#### [Trecho fornecido]
---
Botafogo encara altitude de 4 mil metros e montanha de prata em Potosí; conheça
Cidade localizada nas montanhas da Bolívia foi centro mundial de mineração de prata na colonização espanhola e hoje é o terror de brasileiros
Conheça a história de Potosí, cidade onde o Botafogo joga pela Libertadores [https://s04.video.glbimg.com/x240/14355751.jpg]
O nome Potosí causa calafrios a quem enfrenta as equipes da cidade boliviana. Localizada a 4.000 metros de altitude, a casa do Nacional Potosí, adversário do Botafogo [https://globoesporte.globo.com/futebol/times/botafogo/] nesta quarta-feira pela segunda fase da Libertadores, é o terror de brasileiros e possui história centenária como centro mundial de prata.
---
#### [Exercícios a fazer]
(1) Reproduza a parte do trecho que começa em "Botafogo encara altitude" e termina em "mundial de prata.".
(2) Liste, sem repetir, todos os nomes próprios que aparecem no trecho.
(3) Segundo o trecho, a que altitude fica a cidade de Potosí?
Baseie-se somente no trecho.

#### [Entradas armazenadas]
---
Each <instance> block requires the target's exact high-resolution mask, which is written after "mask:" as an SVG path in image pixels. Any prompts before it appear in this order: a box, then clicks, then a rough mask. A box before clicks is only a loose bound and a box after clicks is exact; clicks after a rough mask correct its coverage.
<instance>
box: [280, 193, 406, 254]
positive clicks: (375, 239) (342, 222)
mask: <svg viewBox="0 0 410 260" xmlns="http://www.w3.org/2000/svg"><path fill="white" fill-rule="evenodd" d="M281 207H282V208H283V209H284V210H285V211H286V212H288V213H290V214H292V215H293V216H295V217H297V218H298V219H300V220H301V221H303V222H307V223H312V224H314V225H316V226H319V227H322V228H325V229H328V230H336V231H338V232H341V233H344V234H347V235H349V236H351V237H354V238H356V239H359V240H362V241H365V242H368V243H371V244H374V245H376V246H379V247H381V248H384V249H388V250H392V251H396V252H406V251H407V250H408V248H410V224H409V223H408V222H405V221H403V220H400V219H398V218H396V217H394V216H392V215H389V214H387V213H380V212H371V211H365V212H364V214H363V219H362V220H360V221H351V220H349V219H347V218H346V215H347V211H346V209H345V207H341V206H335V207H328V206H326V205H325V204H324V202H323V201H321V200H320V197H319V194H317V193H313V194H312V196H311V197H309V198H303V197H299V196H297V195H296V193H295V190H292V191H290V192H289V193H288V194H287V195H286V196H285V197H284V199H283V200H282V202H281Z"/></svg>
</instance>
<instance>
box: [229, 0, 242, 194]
---
#### [Soluções]
(1)
Botafogo encara altitude de 4 mil metros e montanha de prata em Potosí; conheça
Cidade localizada nas montanhas da Bolívia foi centro mundial de mineração de prata na colonização espanhola e hoje é o terror de brasileiros
Conheça a história de Potosí, cidade onde o Botafogo joga pela Libertadores [https://s04.video.glbimg.com/x240/14355751.jpg]
O nome Potosí causa calafrios a quem enfrenta as equipes da cidade boliviana. Localizada a 4.000 metros de altitude, a casa do Nacional Potosí, adversário do Botafogo [https://globoesporte.globo.com/futebol/times/botafogo/] nesta quarta-feira pela segunda fase da Libertadores, é o terror de brasileiros e possui história centenária como centro mundial de prata.

(2) Botafogo, Potosí, Bolívia, Libertadores, Nacional Potosí

(3) A 4.000 metros de altitude.